Problem to solve
Recast the records below as a numbered list. Take everything from the line containing "As a courtesy, could you identify the navy" down to the line containing "[809,298,833,385]", both lines included, and leave out any blank lines.

Stored records
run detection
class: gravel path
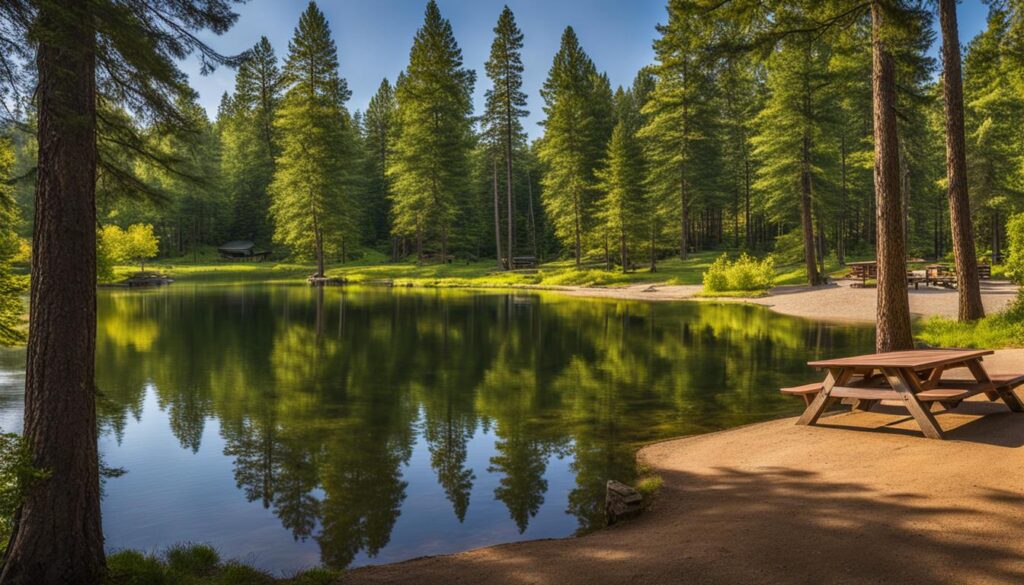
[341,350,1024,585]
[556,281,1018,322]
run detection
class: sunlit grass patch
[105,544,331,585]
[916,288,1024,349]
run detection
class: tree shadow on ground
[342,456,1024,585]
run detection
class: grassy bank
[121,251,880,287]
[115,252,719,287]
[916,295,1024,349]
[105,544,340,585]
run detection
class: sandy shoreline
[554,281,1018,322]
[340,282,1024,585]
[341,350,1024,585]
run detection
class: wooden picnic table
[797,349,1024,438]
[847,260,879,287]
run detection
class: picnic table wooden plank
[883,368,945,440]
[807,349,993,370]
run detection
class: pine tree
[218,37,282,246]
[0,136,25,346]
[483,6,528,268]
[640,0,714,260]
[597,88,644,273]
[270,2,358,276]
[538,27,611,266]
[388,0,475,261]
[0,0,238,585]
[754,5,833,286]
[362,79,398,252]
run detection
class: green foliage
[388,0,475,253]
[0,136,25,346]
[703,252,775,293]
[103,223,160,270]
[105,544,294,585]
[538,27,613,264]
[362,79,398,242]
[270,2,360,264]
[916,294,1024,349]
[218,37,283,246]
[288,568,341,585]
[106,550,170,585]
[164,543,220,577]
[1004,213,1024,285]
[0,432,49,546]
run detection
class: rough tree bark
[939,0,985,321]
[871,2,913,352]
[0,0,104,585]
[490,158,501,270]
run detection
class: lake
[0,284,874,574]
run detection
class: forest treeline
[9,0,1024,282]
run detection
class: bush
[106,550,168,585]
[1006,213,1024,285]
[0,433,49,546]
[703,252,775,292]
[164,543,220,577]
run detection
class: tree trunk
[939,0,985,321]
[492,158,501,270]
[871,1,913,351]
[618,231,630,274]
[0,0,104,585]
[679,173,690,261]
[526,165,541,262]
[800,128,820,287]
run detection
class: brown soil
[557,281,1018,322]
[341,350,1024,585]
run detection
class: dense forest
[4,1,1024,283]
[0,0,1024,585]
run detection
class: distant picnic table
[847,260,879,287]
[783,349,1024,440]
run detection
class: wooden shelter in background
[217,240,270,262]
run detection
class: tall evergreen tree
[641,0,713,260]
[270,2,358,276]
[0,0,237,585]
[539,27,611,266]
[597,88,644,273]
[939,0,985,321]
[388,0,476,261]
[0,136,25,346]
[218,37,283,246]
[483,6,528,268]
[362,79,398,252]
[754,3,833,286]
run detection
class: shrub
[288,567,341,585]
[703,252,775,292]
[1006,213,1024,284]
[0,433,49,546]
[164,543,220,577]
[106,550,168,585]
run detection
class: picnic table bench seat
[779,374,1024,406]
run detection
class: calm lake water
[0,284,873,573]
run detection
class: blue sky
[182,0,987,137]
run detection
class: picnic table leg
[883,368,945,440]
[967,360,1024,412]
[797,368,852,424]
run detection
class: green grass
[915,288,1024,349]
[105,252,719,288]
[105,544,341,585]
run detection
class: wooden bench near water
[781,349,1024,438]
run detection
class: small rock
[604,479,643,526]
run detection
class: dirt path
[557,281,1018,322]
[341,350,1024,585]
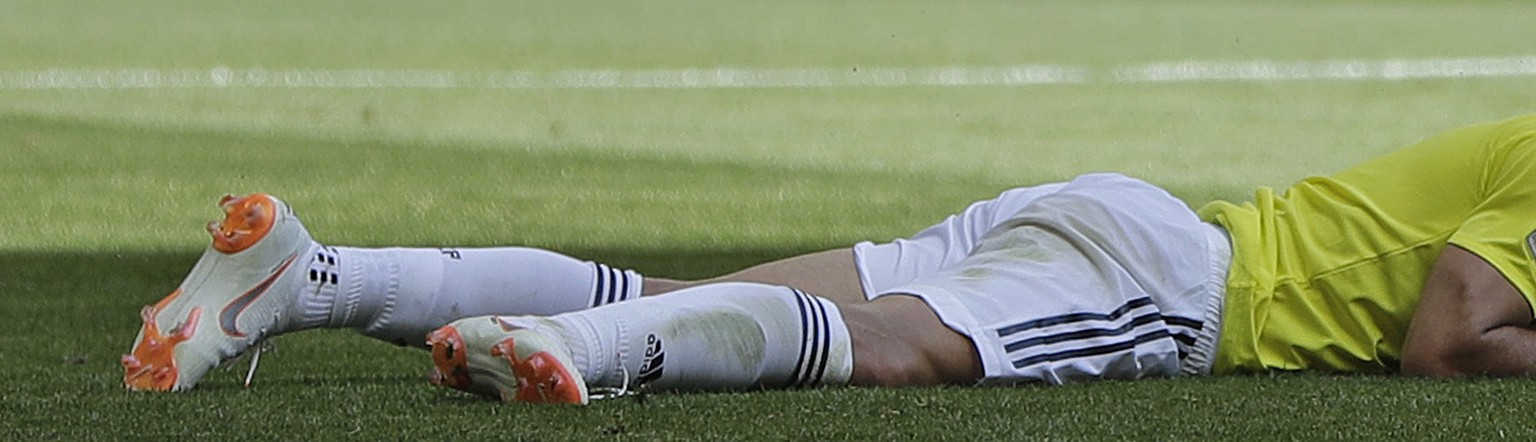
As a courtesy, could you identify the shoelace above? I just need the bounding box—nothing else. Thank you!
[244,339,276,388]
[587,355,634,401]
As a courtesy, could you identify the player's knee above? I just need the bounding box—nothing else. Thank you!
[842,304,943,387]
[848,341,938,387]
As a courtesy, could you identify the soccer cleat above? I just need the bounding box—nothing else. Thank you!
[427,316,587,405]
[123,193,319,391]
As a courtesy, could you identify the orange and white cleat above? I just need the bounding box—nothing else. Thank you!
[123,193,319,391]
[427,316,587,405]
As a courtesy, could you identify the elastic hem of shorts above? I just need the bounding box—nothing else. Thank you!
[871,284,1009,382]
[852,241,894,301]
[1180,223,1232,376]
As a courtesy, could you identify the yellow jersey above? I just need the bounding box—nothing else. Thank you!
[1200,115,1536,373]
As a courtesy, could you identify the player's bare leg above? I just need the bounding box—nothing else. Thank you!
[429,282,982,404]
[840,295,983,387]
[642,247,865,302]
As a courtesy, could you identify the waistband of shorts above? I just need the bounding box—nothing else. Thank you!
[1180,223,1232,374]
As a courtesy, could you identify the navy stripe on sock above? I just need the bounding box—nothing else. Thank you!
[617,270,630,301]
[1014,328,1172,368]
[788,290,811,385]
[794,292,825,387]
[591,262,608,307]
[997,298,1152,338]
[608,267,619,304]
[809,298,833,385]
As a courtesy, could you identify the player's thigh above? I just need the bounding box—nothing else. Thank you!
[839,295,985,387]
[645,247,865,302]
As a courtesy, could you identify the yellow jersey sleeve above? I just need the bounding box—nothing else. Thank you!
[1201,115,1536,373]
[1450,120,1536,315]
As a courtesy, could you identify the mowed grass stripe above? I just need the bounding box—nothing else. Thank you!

Completed exercise
1. As a courtesy, could you identify the navy stripe on sock above? I just need the bounding box—nothing else. Thank you!
2. [617,270,630,301]
3. [1014,328,1172,368]
4. [788,290,811,385]
5. [794,292,825,387]
6. [591,262,608,307]
7. [997,298,1152,338]
8. [608,267,619,304]
9. [809,298,833,385]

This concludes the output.